- _EXERCISE BRIEF_:
Write out the data exactly as given, dropping every picture.

- _DATA TO USE_:
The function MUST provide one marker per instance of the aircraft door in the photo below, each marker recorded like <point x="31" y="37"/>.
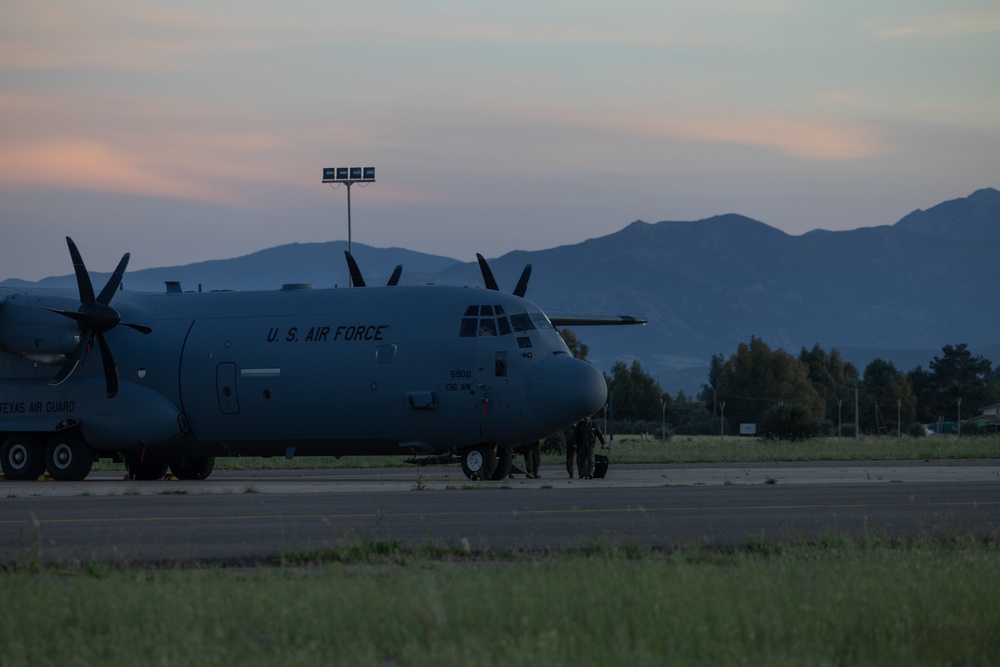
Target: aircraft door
<point x="225" y="384"/>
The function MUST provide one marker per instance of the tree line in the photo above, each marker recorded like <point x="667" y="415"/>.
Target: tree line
<point x="816" y="393"/>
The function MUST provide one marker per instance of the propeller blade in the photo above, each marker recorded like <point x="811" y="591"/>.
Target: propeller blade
<point x="488" y="279"/>
<point x="110" y="369"/>
<point x="71" y="314"/>
<point x="113" y="282"/>
<point x="352" y="266"/>
<point x="82" y="277"/>
<point x="522" y="283"/>
<point x="94" y="317"/>
<point x="141" y="328"/>
<point x="394" y="278"/>
<point x="74" y="360"/>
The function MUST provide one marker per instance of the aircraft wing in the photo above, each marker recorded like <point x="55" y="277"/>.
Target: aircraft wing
<point x="586" y="320"/>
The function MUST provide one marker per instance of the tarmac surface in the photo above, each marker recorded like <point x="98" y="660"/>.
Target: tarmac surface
<point x="240" y="517"/>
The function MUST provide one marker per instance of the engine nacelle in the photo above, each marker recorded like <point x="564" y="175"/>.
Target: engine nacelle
<point x="30" y="331"/>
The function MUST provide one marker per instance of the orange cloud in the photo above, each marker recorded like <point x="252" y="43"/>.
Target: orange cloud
<point x="90" y="165"/>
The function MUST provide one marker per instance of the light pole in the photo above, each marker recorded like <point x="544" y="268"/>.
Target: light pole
<point x="663" y="419"/>
<point x="348" y="176"/>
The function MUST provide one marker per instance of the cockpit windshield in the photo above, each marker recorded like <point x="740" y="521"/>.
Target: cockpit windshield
<point x="492" y="320"/>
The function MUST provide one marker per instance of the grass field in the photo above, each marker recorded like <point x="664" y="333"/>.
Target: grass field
<point x="832" y="602"/>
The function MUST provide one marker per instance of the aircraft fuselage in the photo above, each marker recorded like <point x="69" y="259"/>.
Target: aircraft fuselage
<point x="391" y="370"/>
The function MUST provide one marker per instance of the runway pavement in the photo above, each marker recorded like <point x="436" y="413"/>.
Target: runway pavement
<point x="250" y="516"/>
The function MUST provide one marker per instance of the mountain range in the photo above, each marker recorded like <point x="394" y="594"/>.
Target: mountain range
<point x="898" y="292"/>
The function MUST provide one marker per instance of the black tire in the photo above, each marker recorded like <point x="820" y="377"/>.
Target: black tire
<point x="144" y="471"/>
<point x="505" y="461"/>
<point x="68" y="457"/>
<point x="193" y="468"/>
<point x="479" y="462"/>
<point x="22" y="456"/>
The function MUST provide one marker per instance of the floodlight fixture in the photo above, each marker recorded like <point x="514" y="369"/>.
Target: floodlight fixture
<point x="348" y="176"/>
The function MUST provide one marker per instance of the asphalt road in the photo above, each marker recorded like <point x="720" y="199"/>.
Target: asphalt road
<point x="244" y="517"/>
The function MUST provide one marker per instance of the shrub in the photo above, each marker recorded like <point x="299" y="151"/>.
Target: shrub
<point x="788" y="422"/>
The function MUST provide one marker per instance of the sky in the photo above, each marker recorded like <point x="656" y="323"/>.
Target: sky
<point x="184" y="131"/>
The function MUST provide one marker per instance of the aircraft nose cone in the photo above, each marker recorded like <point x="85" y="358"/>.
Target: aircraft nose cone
<point x="562" y="390"/>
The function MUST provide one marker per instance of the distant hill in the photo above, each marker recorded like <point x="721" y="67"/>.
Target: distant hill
<point x="318" y="264"/>
<point x="899" y="292"/>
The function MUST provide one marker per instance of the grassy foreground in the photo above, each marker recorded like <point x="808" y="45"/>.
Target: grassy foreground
<point x="836" y="603"/>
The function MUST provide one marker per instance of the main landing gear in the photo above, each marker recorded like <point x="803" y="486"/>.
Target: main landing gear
<point x="65" y="454"/>
<point x="486" y="462"/>
<point x="68" y="458"/>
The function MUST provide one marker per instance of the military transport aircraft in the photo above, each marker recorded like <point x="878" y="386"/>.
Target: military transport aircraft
<point x="185" y="377"/>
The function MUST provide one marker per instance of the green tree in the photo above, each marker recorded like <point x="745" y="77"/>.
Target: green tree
<point x="955" y="375"/>
<point x="636" y="395"/>
<point x="576" y="347"/>
<point x="756" y="377"/>
<point x="886" y="399"/>
<point x="833" y="378"/>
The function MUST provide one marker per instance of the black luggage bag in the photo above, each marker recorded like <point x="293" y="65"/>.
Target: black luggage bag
<point x="600" y="465"/>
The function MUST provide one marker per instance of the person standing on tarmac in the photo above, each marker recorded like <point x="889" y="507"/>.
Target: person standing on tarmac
<point x="569" y="435"/>
<point x="586" y="434"/>
<point x="532" y="458"/>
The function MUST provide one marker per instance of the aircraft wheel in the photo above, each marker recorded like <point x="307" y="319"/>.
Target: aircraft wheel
<point x="479" y="462"/>
<point x="505" y="461"/>
<point x="22" y="456"/>
<point x="68" y="457"/>
<point x="145" y="470"/>
<point x="193" y="468"/>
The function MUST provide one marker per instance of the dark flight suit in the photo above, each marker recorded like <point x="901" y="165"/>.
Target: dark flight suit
<point x="587" y="433"/>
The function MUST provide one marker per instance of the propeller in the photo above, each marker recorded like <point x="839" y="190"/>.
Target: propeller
<point x="94" y="317"/>
<point x="357" y="280"/>
<point x="491" y="282"/>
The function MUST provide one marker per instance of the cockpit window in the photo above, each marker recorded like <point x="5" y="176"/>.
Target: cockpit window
<point x="491" y="320"/>
<point x="522" y="323"/>
<point x="468" y="327"/>
<point x="487" y="326"/>
<point x="541" y="321"/>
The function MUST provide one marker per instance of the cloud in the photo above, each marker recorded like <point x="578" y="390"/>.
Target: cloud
<point x="938" y="25"/>
<point x="90" y="165"/>
<point x="811" y="138"/>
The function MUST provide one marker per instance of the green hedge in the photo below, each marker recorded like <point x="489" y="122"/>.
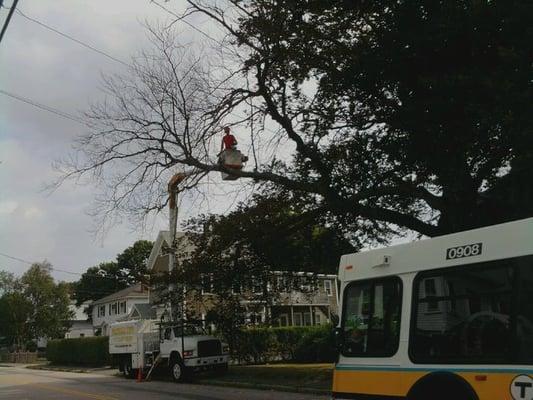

- _SOLUTION_:
The function MUST provide one marker per instance of the aircraft door in the photo below, each marker recorded like <point x="31" y="37"/>.
Target: aircraft door
<point x="225" y="384"/>
The function MUST provide one marker per instance of the tree line in the photo above, each marker recorded like <point x="667" y="415"/>.
Target: tree line
<point x="816" y="393"/>
The function MUST provide one marker per instance of the propeller blade in the photo above, each marker recorded like <point x="811" y="591"/>.
Target: propeller blade
<point x="488" y="279"/>
<point x="110" y="369"/>
<point x="71" y="314"/>
<point x="113" y="282"/>
<point x="352" y="266"/>
<point x="82" y="277"/>
<point x="522" y="283"/>
<point x="94" y="317"/>
<point x="141" y="328"/>
<point x="394" y="278"/>
<point x="74" y="360"/>
The function MUST provide one marker per instance of the aircraft wing in the photo above, each marker recorded like <point x="55" y="277"/>.
Target: aircraft wing
<point x="586" y="320"/>
The function MUST provide one marker per instance of the tarmac surface in the photo above, each marker recorded like <point x="98" y="660"/>.
Target: tarmac surface
<point x="240" y="517"/>
The function MUST provide one marker per instance of the engine nacelle in the photo above, each marker recorded like <point x="564" y="175"/>.
Target: engine nacelle
<point x="30" y="331"/>
The function MUST provide one marker per instance of the orange cloud in the photo above, each marker recorded like <point x="252" y="43"/>.
Target: orange cloud
<point x="90" y="165"/>
The function MUST provide one marker per instance of the light pole in the photo above, each marker recorded like <point x="544" y="268"/>.
Target: light pole
<point x="663" y="419"/>
<point x="348" y="176"/>
The function MUST provide one marker per instance of the cockpit windshield in the photo above, each marker recorded like <point x="740" y="521"/>.
Target: cockpit windshield
<point x="492" y="320"/>
The function MUST provide one marker per instance of the grass field in the photo above, each marker recorded like <point x="664" y="333"/>.
Target: grass field
<point x="832" y="602"/>
The function MUST provide one marker per instance of the aircraft fuselage in the photo above, each marker recorded like <point x="69" y="259"/>.
Target: aircraft fuselage
<point x="391" y="370"/>
The function MUST provide one marker per instance of the runway pavement in the photo above, each marker recorded like <point x="436" y="413"/>.
Target: runway pavement
<point x="250" y="516"/>
The function MUST provide one marker per instance of the mountain range in the photo above, each marker recorded like <point x="394" y="594"/>.
Target: mountain range
<point x="898" y="292"/>
The function MUST provide one marker per instance of the black tire in the photo above, each marker recorded like <point x="820" y="377"/>.
Target: black tire
<point x="144" y="471"/>
<point x="505" y="461"/>
<point x="68" y="457"/>
<point x="193" y="468"/>
<point x="479" y="462"/>
<point x="22" y="456"/>
The function MUST provide one marker per instance of the floodlight fixture in the photo above, each marker recorded like <point x="514" y="369"/>.
Target: floodlight fixture
<point x="348" y="176"/>
The function MUST provide one marker per instance of the asphalt road in the photo above, each marker recorded like <point x="720" y="199"/>.
Target: asphalt road
<point x="244" y="517"/>
The function MUST provide one marker per instance of the shrub in the photo above, each marker recorded like <point x="299" y="151"/>.
Target: shrub
<point x="788" y="422"/>
The function MUST provide one marker per instance of the sky in the photo above, each marker recorded like <point x="656" y="323"/>.
Target: sky
<point x="184" y="131"/>
The function MUST provide one marker per instance of the aircraft nose cone in the photo above, each marker recorded like <point x="85" y="358"/>.
Target: aircraft nose cone
<point x="562" y="390"/>
The function MUST provide one marker per instance of the distant hill in the photo above, each marker recorded like <point x="721" y="67"/>.
Target: distant hill
<point x="318" y="264"/>
<point x="899" y="292"/>
The function MUST provide one marker per instance of the grassy foreground in the photo above, each marker recorded like <point x="808" y="45"/>.
Target: grassy foreground
<point x="836" y="603"/>
The function MUST provide one marker per instance of the main landing gear in the photo above, each marker recorded like <point x="803" y="486"/>.
Target: main landing gear
<point x="65" y="454"/>
<point x="486" y="462"/>
<point x="68" y="458"/>
The function MUST provide one marker per instance of the military transport aircraft in the photo above, each marker recorded like <point x="878" y="386"/>.
Target: military transport aircraft
<point x="185" y="377"/>
The function MUST provide one marker per instance of the green tree in the photo above, each marker recorded like <point x="745" y="77"/>.
Target: green tree
<point x="955" y="375"/>
<point x="636" y="395"/>
<point x="576" y="347"/>
<point x="756" y="377"/>
<point x="886" y="399"/>
<point x="833" y="378"/>
The function MUST provide one marker per instance of the black luggage bag in the photo above, each marker recorded like <point x="293" y="65"/>.
Target: black luggage bag
<point x="600" y="465"/>
The function MUST provide one marker per instance of the person standing on tarmac in the photo above, each marker recorded like <point x="889" y="507"/>.
Target: person standing on tarmac
<point x="569" y="435"/>
<point x="586" y="434"/>
<point x="532" y="458"/>
The function MUST provide one marker per instance of the aircraft wheel in the photo above, each marker recorded like <point x="307" y="319"/>.
Target: aircraft wheel
<point x="479" y="462"/>
<point x="505" y="461"/>
<point x="22" y="456"/>
<point x="68" y="457"/>
<point x="145" y="470"/>
<point x="193" y="468"/>
The function MUST provide one marker per instance of the dark flight suit in the photo above, each marker recorded like <point x="901" y="165"/>.
Target: dark flight suit
<point x="587" y="433"/>
The function MUST provide one marker per instance of the propeller in the photo above, each marker recorded like <point x="839" y="190"/>.
Target: propeller
<point x="94" y="317"/>
<point x="357" y="280"/>
<point x="491" y="282"/>
The function MUST provide one marker per instance of the cockpit window in the photo above, each marker recorded like <point x="5" y="176"/>.
Target: cockpit window
<point x="491" y="320"/>
<point x="522" y="323"/>
<point x="468" y="327"/>
<point x="487" y="326"/>
<point x="541" y="321"/>
The function MUST provide one marker per instance of the cloud in the photo above, each marker recorded like <point x="578" y="390"/>.
Target: cloud
<point x="938" y="25"/>
<point x="90" y="165"/>
<point x="811" y="138"/>
The function MUST provide one marker per instance of the green hedge in the photo below, each marker recorded like <point x="489" y="122"/>.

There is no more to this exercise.